_EXERCISE DIRECTIONS_
Reproduce the listing from its start to the line containing "361L1203 382L1299 369L1300", replacing every "rough mask" with "coarse mask" and leaving the rest unchanged. Leave the pictures out.

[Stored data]
:::

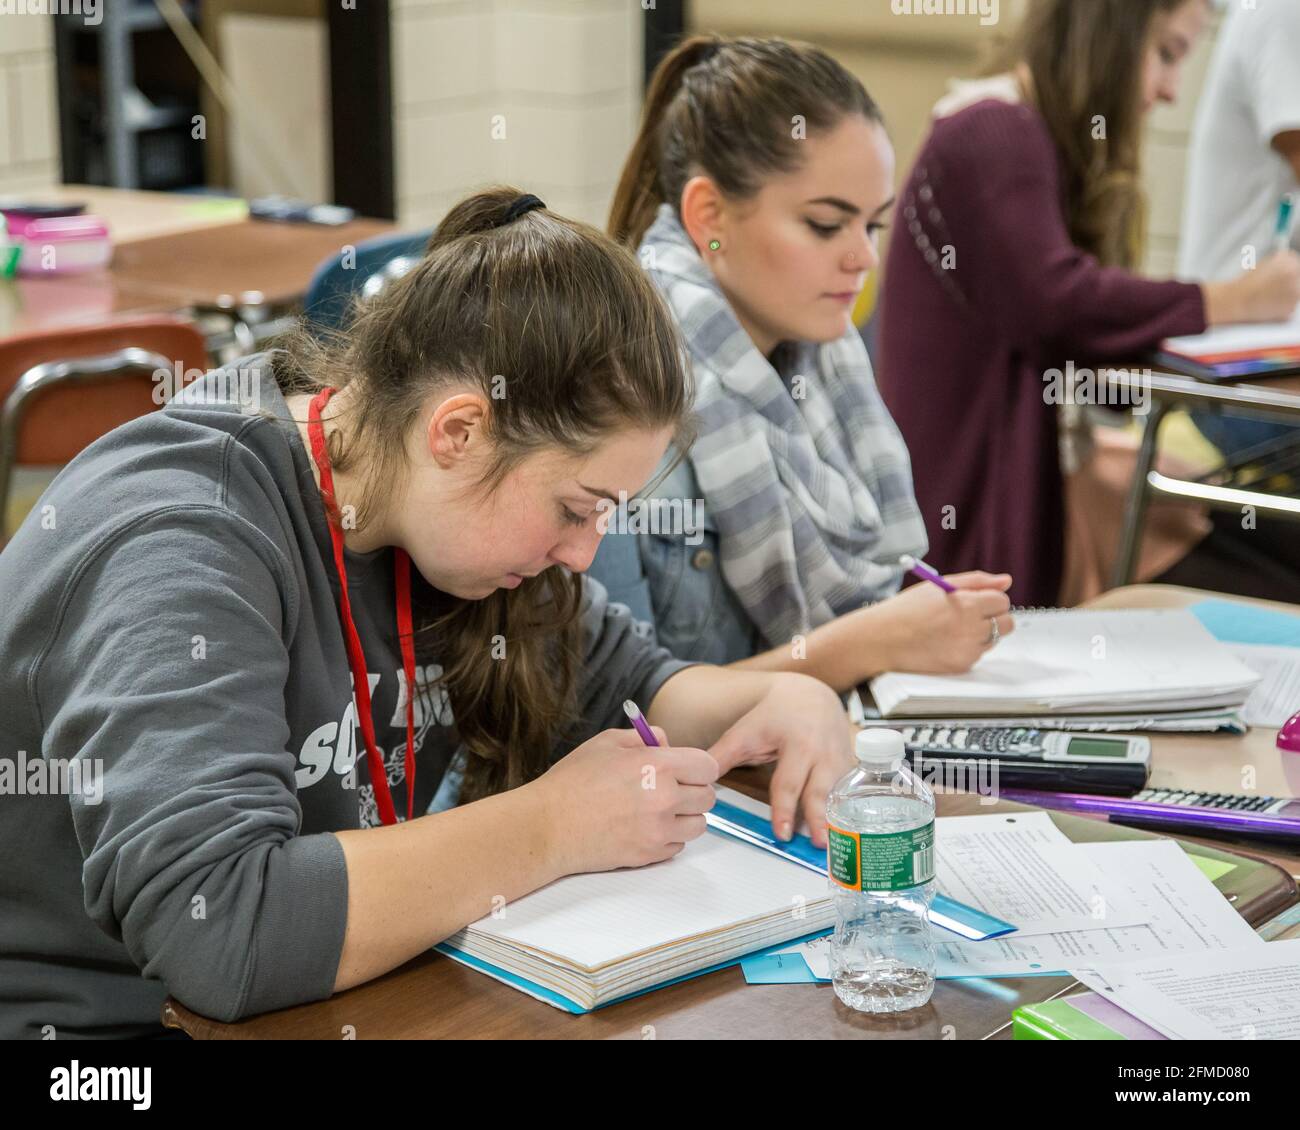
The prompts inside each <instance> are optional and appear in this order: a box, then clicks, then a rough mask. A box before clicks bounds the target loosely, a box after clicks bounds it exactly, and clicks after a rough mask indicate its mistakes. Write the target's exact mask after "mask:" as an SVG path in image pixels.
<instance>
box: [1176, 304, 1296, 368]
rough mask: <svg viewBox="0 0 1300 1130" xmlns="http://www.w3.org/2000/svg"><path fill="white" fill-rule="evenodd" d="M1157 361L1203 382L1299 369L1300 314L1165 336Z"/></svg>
mask: <svg viewBox="0 0 1300 1130" xmlns="http://www.w3.org/2000/svg"><path fill="white" fill-rule="evenodd" d="M1297 313H1300V312H1297ZM1156 360H1157V361H1158V363H1161V364H1166V365H1169V367H1170V368H1174V369H1178V371H1180V372H1186V373H1190V374H1191V376H1193V377H1200V378H1201V380H1203V381H1240V380H1245V378H1248V377H1277V376H1283V374H1286V373H1295V372H1300V317H1296V319H1292V320H1291V321H1283V322H1269V324H1266V325H1230V326H1218V328H1216V329H1212V330H1209V332H1206V333H1203V334H1193V335H1188V337H1175V338H1166V339H1165V341H1164V342H1161V346H1160V350H1158V352H1157V355H1156Z"/></svg>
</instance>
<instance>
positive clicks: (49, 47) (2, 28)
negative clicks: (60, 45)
mask: <svg viewBox="0 0 1300 1130" xmlns="http://www.w3.org/2000/svg"><path fill="white" fill-rule="evenodd" d="M57 105H59V103H57V100H56V96H55V36H53V26H52V23H51V20H49V17H48V16H21V14H9V16H0V194H22V192H23V191H26V190H30V189H43V187H45V186H47V185H53V183H57V182H59V179H60V176H59V112H57Z"/></svg>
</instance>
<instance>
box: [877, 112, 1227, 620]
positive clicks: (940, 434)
mask: <svg viewBox="0 0 1300 1130" xmlns="http://www.w3.org/2000/svg"><path fill="white" fill-rule="evenodd" d="M1062 199H1063V194H1062V187H1061V177H1060V169H1058V164H1057V153H1056V148H1054V146H1053V143H1052V137H1050V134H1049V133H1048V129H1047V125H1045V122H1044V121H1043V118H1041V116H1040V114H1039V113H1037V112H1036V111H1034V109H1031V108H1028V107H1023V105H1011V104H1009V103H1004V101H997V100H988V101H979V103H976V104H974V105H971V107H967V108H966V109H963V111H961V112H959V113H956V114H953V116H952V117H948V118H940V120H939V121H936V122H935V124H933V127H932V130H931V134H930V137H928V139H927V140H926V144H924V146H923V148H922V151H920V155H919V156H918V159H917V164H915V166H914V168H913V170H911V176H910V177H909V178H907V183H906V186H905V187H904V191H902V194H901V196H900V200H898V213H897V215H898V218H897V222H896V224H894V233H893V238H892V239H891V243H889V255H888V261H887V264H885V273H884V298H883V307H881V322H880V334H881V337H880V358H879V361H880V363H879V365H878V378H879V384H880V389H881V391H883V394H884V398H885V402H887V403H888V406H889V410H891V412H892V414H893V417H894V420H897V421H898V427H900V429H901V430H902V434H904V438H905V440H906V441H907V450H909V451H910V453H911V469H913V477H914V480H915V486H917V498H918V501H919V502H920V510H922V515H923V516H924V520H926V529H927V532H928V534H930V545H931V549H930V554H928V560H930V563H931V564H933V566H935V567H936V568H940V570H943V571H945V572H954V571H959V570H975V568H983V570H991V571H993V572H1010V573H1011V575H1013V577H1014V584H1013V586H1011V599H1013V601H1014V602H1015V603H1022V605H1053V603H1056V601H1057V592H1058V589H1060V584H1061V572H1062V554H1063V536H1065V512H1063V484H1062V477H1061V468H1060V460H1058V454H1057V412H1058V410H1057V407H1056V406H1053V404H1049V403H1048V402H1047V398H1045V395H1044V389H1045V381H1044V373H1045V372H1047V371H1048V369H1052V368H1060V369H1063V368H1065V365H1066V361H1070V360H1073V361H1074V363H1075V365H1076V367H1079V368H1095V367H1096V365H1097V364H1099V363H1132V361H1135V360H1136V359H1139V358H1140V356H1141V355H1143V354H1144V352H1145V351H1147V350H1149V348H1151V347H1153V346H1154V345H1156V343H1157V342H1158V341H1160V339H1161V338H1165V337H1170V335H1174V334H1187V333H1201V332H1203V330H1204V329H1205V311H1204V302H1203V296H1201V290H1200V287H1199V286H1195V285H1190V283H1182V282H1153V281H1149V280H1144V278H1139V277H1136V276H1134V274H1131V273H1130V272H1126V270H1121V269H1117V268H1104V267H1101V265H1100V264H1099V263H1097V260H1096V259H1093V257H1092V256H1091V255H1087V254H1084V252H1083V251H1080V250H1079V248H1078V247H1075V246H1074V244H1073V243H1071V242H1070V235H1069V230H1067V228H1066V222H1065V213H1063V208H1062ZM945 260H946V268H945ZM948 507H952V510H948ZM945 527H946V528H945Z"/></svg>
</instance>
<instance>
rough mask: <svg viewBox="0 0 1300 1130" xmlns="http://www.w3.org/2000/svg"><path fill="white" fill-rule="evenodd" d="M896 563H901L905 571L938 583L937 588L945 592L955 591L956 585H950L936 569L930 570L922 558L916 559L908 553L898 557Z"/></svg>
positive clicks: (928, 580)
mask: <svg viewBox="0 0 1300 1130" xmlns="http://www.w3.org/2000/svg"><path fill="white" fill-rule="evenodd" d="M898 564H901V566H902V567H904V568H905V570H906V571H907V572H910V573H915V575H917V576H918V577H920V579H922V580H927V581H930V583H931V584H932V585H939V588H941V589H943V590H944V592H945V593H956V592H957V586H956V585H950V584H949V583H948V581H945V580H944V579H943V577H941V576H940V575H939V572H937V571H936V570H932V568H931V567H930V566H928V564H926V563H924V562H923V560H918V559H917V558H914V557H911V555H910V554H904V557H901V558H898Z"/></svg>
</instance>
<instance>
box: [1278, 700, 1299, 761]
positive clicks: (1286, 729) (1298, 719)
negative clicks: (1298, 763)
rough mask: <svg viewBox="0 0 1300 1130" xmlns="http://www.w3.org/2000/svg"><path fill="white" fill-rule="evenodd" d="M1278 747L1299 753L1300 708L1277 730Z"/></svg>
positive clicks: (1290, 751) (1293, 751)
mask: <svg viewBox="0 0 1300 1130" xmlns="http://www.w3.org/2000/svg"><path fill="white" fill-rule="evenodd" d="M1278 749H1286V750H1288V752H1290V753H1300V710H1297V711H1296V713H1295V714H1292V715H1291V716H1290V718H1288V719H1287V720H1286V722H1284V723H1283V726H1282V729H1279V731H1278Z"/></svg>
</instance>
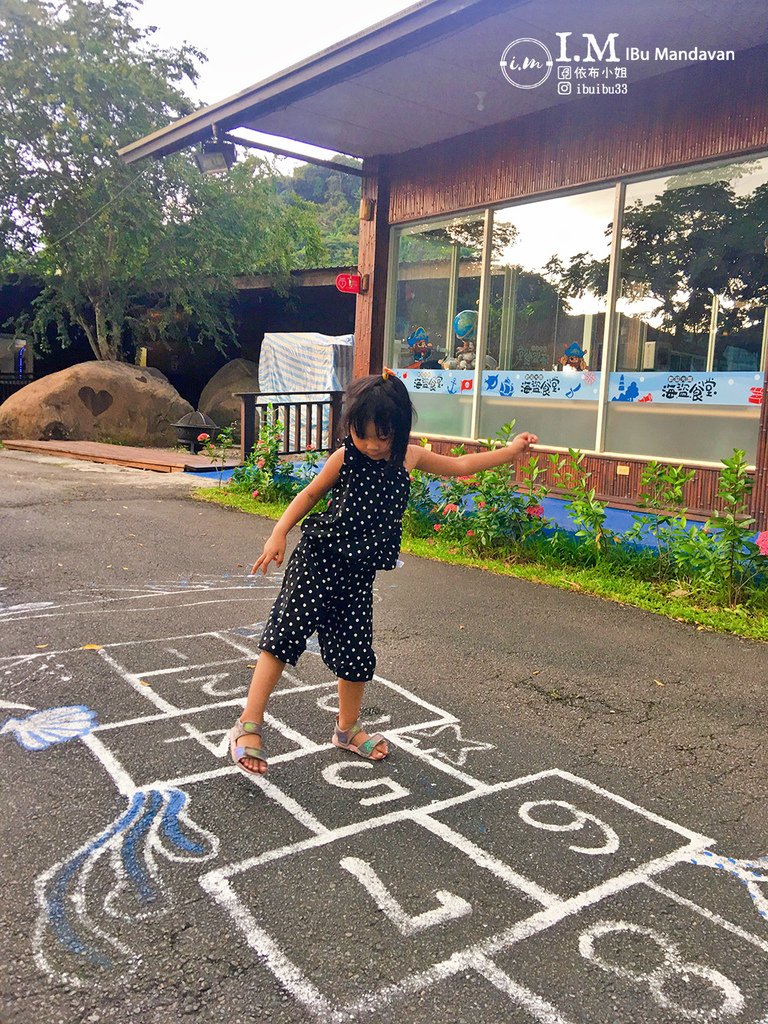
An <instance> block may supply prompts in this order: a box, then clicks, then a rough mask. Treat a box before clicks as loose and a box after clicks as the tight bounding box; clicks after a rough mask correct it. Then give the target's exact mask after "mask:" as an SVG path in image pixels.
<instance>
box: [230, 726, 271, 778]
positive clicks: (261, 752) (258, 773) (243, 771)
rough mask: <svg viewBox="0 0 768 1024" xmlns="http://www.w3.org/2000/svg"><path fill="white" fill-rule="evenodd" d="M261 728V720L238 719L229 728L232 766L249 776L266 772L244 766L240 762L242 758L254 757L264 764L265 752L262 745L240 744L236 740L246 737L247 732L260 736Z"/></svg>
mask: <svg viewBox="0 0 768 1024" xmlns="http://www.w3.org/2000/svg"><path fill="white" fill-rule="evenodd" d="M262 728H263V723H262V722H241V721H240V719H238V721H237V722H236V723H234V725H233V726H232V727H231V729H230V730H229V757H230V758H231V759H232V761H233V763H234V767H236V768H237V769H238V771H239V772H241V773H242V774H243V775H247V776H248V777H249V778H253V777H254V776H260V775H264V774H266V773H265V772H263V771H255V770H254V769H252V768H246V766H245V765H244V764H242V761H243V758H255V759H256V760H257V761H263V762H264V764H266V752H265V751H264V748H263V746H242V745H241V744H240V743H239V742H238V740H239V739H242V738H243V737H247V736H248V734H249V733H250V734H251V735H254V736H259V737H260V736H261V730H262Z"/></svg>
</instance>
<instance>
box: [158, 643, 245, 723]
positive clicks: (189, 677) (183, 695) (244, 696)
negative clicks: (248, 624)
mask: <svg viewBox="0 0 768 1024" xmlns="http://www.w3.org/2000/svg"><path fill="white" fill-rule="evenodd" d="M232 653H237V652H234V651H233V652H232ZM252 674H253V672H252V670H251V669H249V668H248V664H247V659H246V658H245V657H244V656H243V655H238V657H237V658H230V659H227V660H223V662H212V663H210V664H208V665H196V666H191V667H189V666H181V667H180V668H177V669H161V670H160V671H159V672H142V673H141V675H140V677H139V678H140V680H141V682H142V683H148V684H150V686H151V687H152V690H153V691H154V693H156V694H157V695H158V696H159V697H161V698H162V699H163V700H167V701H168V702H169V703H170V705H172V706H173V707H174V708H177V709H179V710H181V709H183V708H202V707H204V706H205V705H216V703H221V702H222V701H226V700H242V701H243V702H245V698H246V695H247V693H248V686H249V684H250V682H251V676H252ZM233 720H234V719H233V718H232V721H233Z"/></svg>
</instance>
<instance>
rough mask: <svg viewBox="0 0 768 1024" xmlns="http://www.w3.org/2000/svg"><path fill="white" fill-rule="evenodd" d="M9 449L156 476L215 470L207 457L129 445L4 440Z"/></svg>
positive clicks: (226, 466) (75, 442)
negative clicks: (53, 455) (76, 459)
mask: <svg viewBox="0 0 768 1024" xmlns="http://www.w3.org/2000/svg"><path fill="white" fill-rule="evenodd" d="M3 444H4V445H5V447H6V449H10V450H11V451H14V452H34V453H36V454H38V455H60V456H65V457H66V458H67V459H82V460H83V461H85V462H101V463H106V464H108V465H111V466H127V467H129V468H130V469H147V470H151V471H153V472H155V473H183V472H193V473H194V472H201V471H203V470H215V469H216V468H217V466H215V465H212V463H211V460H210V459H208V458H207V457H206V456H202V455H193V454H191V452H184V451H175V450H174V449H140V447H130V446H129V445H128V444H99V443H98V442H96V441H26V440H12V439H11V440H3ZM239 465H240V460H239V459H230V460H227V461H225V462H224V469H231V468H232V467H234V466H239Z"/></svg>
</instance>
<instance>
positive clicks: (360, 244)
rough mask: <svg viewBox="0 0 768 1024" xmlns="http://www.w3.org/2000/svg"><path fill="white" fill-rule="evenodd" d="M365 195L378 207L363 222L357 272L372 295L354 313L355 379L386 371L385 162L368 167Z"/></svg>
mask: <svg viewBox="0 0 768 1024" xmlns="http://www.w3.org/2000/svg"><path fill="white" fill-rule="evenodd" d="M364 171H365V175H364V178H362V185H361V189H360V191H361V195H362V197H364V198H366V199H369V200H371V201H372V202H373V203H374V214H373V220H360V222H359V237H358V249H357V270H358V272H359V273H361V274H366V273H367V274H368V275H369V288H368V291H367V292H366V293H365V294H362V295H358V296H357V299H356V302H355V311H354V376H355V377H365V376H366V375H367V374H371V373H376V372H377V371H380V370H381V368H382V361H383V358H384V316H385V313H386V301H387V270H388V267H389V224H388V222H387V216H388V209H389V184H388V179H387V171H386V164H385V162H384V161H383V160H376V161H373V160H367V161H366V162H365V164H364Z"/></svg>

:::

_RESULT_
The prompts inside each <instance> are optional and appear in this order: a box, then clicks, then a coarse mask. A box before clicks bounds the target loosely, a box after clicks bounds it exactly, and clicks after a coarse mask indicate its mistakes. Write the target's exact mask after "mask:" as an SVG path in image pixels.
<instance>
box: [1176, 304, 1296, 368]
coarse mask: <svg viewBox="0 0 1300 1130" xmlns="http://www.w3.org/2000/svg"><path fill="white" fill-rule="evenodd" d="M1157 361L1203 382L1299 369L1300 314L1165 336Z"/></svg>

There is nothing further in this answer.